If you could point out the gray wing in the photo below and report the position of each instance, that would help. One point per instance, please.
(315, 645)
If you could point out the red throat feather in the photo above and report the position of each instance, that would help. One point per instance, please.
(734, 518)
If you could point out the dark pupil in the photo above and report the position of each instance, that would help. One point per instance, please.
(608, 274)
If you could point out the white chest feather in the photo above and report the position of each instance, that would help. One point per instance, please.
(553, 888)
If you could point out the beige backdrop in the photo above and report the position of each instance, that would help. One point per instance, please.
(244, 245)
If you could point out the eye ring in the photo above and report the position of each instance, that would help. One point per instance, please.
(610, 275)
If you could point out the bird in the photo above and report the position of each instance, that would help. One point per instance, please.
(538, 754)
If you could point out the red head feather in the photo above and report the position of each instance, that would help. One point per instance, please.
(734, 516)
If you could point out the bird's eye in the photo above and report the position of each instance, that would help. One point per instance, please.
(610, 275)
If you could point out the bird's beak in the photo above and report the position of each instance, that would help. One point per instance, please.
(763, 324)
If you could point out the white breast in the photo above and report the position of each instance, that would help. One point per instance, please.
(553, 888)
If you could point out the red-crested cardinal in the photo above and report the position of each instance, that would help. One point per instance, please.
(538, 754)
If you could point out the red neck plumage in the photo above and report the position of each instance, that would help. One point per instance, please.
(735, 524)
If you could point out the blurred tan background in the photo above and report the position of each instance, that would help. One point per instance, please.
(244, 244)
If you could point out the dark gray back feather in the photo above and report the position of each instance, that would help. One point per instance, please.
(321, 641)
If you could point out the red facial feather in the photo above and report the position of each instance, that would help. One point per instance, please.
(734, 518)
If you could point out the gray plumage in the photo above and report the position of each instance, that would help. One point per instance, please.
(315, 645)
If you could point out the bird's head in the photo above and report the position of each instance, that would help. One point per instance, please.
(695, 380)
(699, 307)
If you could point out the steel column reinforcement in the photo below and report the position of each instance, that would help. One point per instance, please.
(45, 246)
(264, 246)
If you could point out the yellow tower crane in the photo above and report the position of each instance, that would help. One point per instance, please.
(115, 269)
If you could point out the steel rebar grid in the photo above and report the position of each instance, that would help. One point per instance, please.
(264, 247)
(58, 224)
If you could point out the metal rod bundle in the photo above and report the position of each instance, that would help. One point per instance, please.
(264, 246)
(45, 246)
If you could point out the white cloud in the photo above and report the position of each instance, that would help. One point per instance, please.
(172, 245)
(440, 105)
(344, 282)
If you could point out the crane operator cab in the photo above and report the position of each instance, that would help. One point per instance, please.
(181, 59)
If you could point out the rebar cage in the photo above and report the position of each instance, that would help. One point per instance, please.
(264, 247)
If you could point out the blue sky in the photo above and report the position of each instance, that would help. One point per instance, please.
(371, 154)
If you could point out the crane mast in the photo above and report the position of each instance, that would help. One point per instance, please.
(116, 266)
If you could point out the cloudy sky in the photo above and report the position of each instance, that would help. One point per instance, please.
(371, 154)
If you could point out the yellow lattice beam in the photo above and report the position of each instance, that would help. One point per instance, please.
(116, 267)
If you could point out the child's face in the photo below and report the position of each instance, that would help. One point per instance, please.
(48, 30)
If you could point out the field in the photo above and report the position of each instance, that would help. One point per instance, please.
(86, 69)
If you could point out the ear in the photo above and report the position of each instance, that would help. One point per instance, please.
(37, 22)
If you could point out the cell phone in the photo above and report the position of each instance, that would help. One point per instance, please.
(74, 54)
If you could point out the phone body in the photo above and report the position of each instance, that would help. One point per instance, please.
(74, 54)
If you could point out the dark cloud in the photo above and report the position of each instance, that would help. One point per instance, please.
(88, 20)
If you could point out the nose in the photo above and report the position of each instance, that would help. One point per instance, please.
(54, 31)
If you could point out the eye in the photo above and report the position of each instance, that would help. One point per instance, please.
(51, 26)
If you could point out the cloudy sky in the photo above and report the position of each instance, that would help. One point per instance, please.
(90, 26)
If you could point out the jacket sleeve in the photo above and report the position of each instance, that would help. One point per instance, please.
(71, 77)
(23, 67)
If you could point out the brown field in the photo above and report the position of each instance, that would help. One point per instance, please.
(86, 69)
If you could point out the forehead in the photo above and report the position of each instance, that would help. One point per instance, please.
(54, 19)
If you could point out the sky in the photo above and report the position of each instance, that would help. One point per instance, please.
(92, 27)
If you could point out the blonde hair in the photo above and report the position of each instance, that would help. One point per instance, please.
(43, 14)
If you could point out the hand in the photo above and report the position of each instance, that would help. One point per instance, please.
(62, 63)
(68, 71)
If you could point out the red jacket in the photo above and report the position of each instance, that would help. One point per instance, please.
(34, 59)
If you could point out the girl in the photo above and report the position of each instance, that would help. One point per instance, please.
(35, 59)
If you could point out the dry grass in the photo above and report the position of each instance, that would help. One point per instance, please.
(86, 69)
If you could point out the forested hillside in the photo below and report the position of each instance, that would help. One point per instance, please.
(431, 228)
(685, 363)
...
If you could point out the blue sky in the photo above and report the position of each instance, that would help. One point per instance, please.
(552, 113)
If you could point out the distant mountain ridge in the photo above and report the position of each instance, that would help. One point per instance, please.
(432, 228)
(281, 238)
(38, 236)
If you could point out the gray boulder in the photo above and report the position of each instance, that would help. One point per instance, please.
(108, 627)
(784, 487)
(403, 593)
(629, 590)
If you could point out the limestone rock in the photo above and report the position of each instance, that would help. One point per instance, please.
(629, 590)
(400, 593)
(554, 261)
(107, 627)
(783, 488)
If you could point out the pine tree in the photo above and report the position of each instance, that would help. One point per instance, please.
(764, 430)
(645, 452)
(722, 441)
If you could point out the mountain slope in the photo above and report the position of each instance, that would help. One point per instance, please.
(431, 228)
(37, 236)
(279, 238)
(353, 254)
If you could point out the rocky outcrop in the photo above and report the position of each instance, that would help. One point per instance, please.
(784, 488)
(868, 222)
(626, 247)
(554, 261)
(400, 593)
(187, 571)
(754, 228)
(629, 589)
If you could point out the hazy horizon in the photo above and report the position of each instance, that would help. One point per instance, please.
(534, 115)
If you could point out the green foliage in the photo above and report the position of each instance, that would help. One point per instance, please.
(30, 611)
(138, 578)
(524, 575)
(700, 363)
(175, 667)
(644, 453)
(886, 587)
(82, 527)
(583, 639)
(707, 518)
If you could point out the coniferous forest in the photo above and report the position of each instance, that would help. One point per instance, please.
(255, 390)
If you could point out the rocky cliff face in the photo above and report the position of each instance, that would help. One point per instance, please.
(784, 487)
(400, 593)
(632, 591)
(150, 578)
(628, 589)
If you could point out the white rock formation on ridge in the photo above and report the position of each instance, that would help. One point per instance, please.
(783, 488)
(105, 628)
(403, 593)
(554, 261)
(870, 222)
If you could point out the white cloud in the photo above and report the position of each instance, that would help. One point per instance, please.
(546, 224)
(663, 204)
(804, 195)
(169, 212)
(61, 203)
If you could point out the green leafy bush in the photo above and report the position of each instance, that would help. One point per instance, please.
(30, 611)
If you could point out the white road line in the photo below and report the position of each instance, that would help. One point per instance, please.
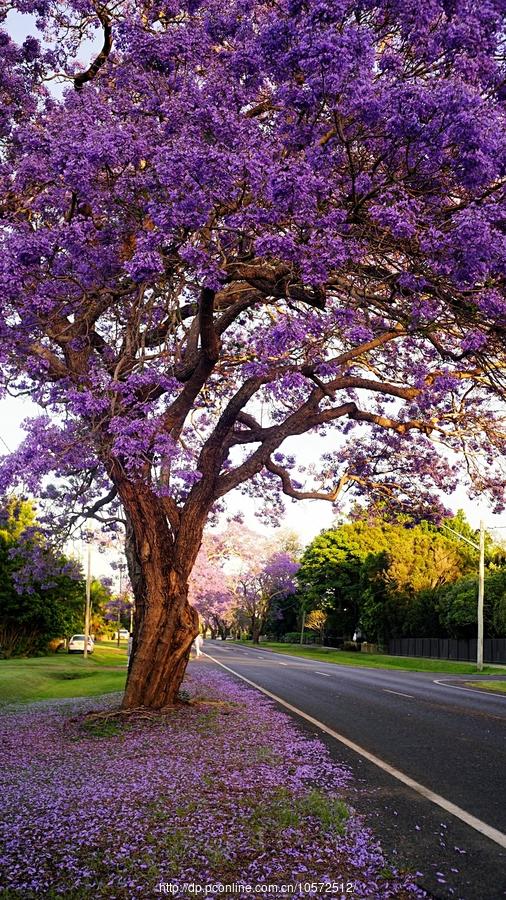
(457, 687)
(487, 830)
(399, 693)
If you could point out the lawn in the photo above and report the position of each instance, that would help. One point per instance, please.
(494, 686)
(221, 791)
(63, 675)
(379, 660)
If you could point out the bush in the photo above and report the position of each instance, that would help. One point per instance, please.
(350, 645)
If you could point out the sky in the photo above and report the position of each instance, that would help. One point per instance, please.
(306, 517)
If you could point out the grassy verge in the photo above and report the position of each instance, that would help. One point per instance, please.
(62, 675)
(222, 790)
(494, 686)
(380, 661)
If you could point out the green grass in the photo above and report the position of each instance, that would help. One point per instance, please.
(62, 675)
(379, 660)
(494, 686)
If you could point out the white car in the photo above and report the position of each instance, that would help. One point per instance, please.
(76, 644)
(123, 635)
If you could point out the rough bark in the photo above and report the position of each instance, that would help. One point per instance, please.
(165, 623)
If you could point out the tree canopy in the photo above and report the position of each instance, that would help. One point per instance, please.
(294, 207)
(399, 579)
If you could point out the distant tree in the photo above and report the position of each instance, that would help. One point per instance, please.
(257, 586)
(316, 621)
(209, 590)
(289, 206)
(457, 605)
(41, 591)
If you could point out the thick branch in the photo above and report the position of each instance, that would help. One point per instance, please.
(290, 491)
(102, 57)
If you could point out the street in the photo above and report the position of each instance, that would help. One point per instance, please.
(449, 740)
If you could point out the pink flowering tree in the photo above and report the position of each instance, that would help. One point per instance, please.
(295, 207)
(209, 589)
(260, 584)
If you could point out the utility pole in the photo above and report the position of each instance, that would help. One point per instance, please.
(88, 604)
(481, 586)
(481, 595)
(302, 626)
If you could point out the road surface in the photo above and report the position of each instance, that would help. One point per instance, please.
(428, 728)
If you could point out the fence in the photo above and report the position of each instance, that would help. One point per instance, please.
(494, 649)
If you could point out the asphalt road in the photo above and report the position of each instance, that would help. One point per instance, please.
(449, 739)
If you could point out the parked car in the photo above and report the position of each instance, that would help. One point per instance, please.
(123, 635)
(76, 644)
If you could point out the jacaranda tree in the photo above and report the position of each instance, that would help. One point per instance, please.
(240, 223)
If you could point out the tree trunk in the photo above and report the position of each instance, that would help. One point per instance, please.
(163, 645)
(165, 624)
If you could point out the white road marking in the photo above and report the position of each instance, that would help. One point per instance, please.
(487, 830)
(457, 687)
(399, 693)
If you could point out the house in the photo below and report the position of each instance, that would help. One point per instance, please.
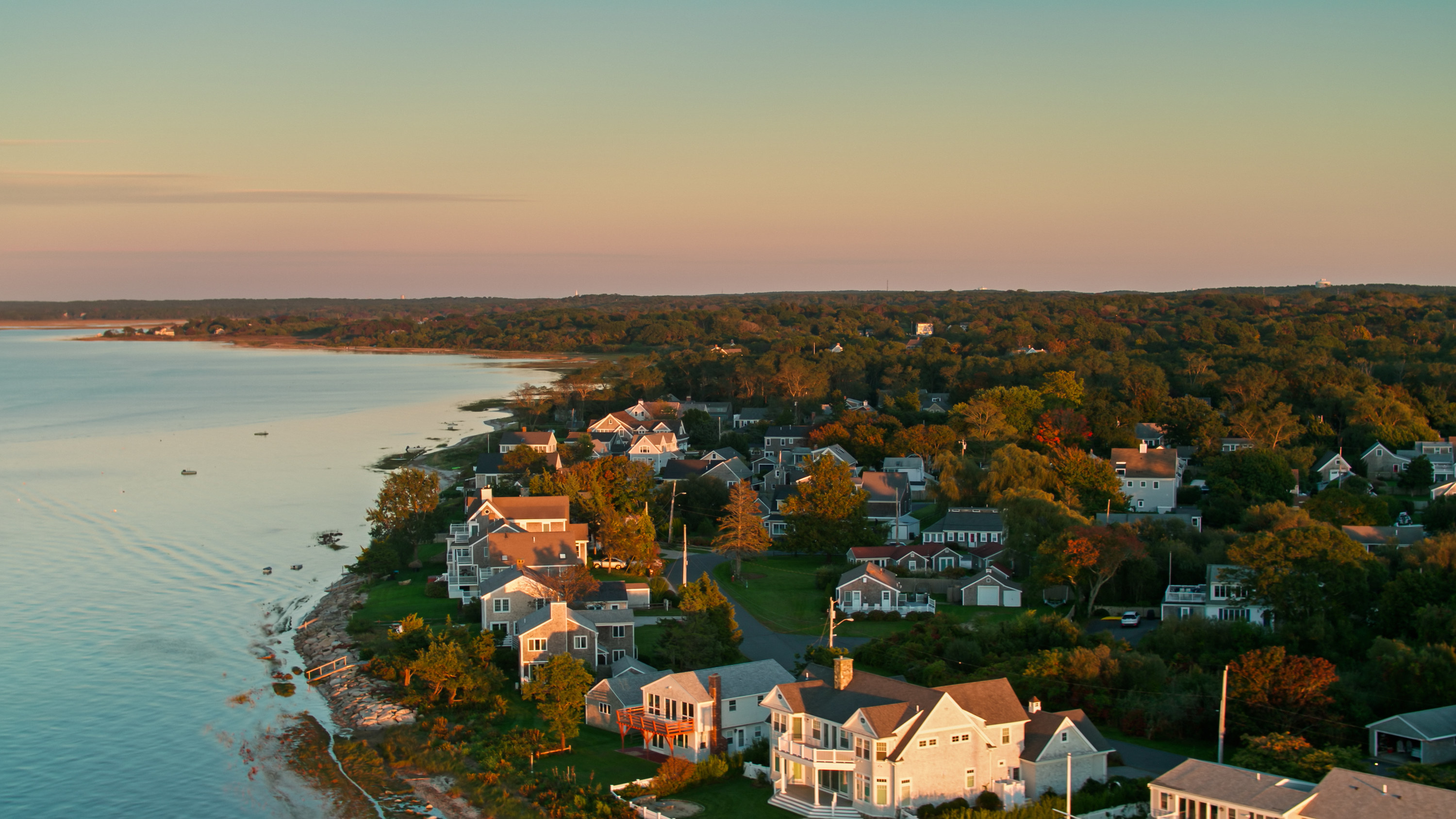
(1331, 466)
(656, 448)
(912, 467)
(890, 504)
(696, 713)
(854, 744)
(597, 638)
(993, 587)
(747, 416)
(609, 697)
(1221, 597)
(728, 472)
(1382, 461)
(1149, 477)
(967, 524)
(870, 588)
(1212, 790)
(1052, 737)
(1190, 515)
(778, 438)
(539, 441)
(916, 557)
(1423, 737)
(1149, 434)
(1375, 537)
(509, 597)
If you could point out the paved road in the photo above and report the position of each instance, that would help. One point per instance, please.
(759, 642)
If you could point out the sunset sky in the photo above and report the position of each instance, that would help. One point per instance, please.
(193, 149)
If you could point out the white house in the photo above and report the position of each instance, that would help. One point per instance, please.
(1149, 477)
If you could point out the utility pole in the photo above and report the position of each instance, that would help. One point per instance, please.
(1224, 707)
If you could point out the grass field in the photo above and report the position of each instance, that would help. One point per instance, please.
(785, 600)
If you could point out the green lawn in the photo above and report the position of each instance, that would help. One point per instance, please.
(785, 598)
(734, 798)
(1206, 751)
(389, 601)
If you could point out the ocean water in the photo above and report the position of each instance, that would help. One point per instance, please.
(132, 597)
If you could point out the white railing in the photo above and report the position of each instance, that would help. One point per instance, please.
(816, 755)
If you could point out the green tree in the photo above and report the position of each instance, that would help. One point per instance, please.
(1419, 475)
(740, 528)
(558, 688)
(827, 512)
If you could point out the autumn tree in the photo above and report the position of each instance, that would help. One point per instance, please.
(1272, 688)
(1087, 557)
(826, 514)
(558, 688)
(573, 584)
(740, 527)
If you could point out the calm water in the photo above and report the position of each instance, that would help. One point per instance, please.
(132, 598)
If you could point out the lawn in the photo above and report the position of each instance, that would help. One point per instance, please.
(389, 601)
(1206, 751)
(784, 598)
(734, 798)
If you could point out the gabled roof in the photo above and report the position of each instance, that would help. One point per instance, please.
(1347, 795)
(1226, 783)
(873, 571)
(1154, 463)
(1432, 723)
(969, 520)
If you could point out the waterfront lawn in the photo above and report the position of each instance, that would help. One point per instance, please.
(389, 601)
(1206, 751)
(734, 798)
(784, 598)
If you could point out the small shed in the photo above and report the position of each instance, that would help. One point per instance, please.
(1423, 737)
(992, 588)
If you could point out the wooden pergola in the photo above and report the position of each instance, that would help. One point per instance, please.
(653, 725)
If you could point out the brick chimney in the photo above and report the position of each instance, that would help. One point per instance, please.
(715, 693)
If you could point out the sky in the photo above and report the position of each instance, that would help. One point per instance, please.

§ What needs to be done
Gather every line of the items above that contains the word "lawn" and copy each one out in full. Case counts.

§ Answer below
If you could point out the lawn in the photo above and report the position of each instance, that would help. One point per instance, please.
If you could point out the green lawn in the photo above and report the position of each instance, that would help. One point per instance, please.
If you could point out the lawn in the photo above and report the position of each instance, that would help. One point per instance, please.
If you could point out the waterfront lawn in the photo above and report the position of each instance, that would help. One point per instance, please.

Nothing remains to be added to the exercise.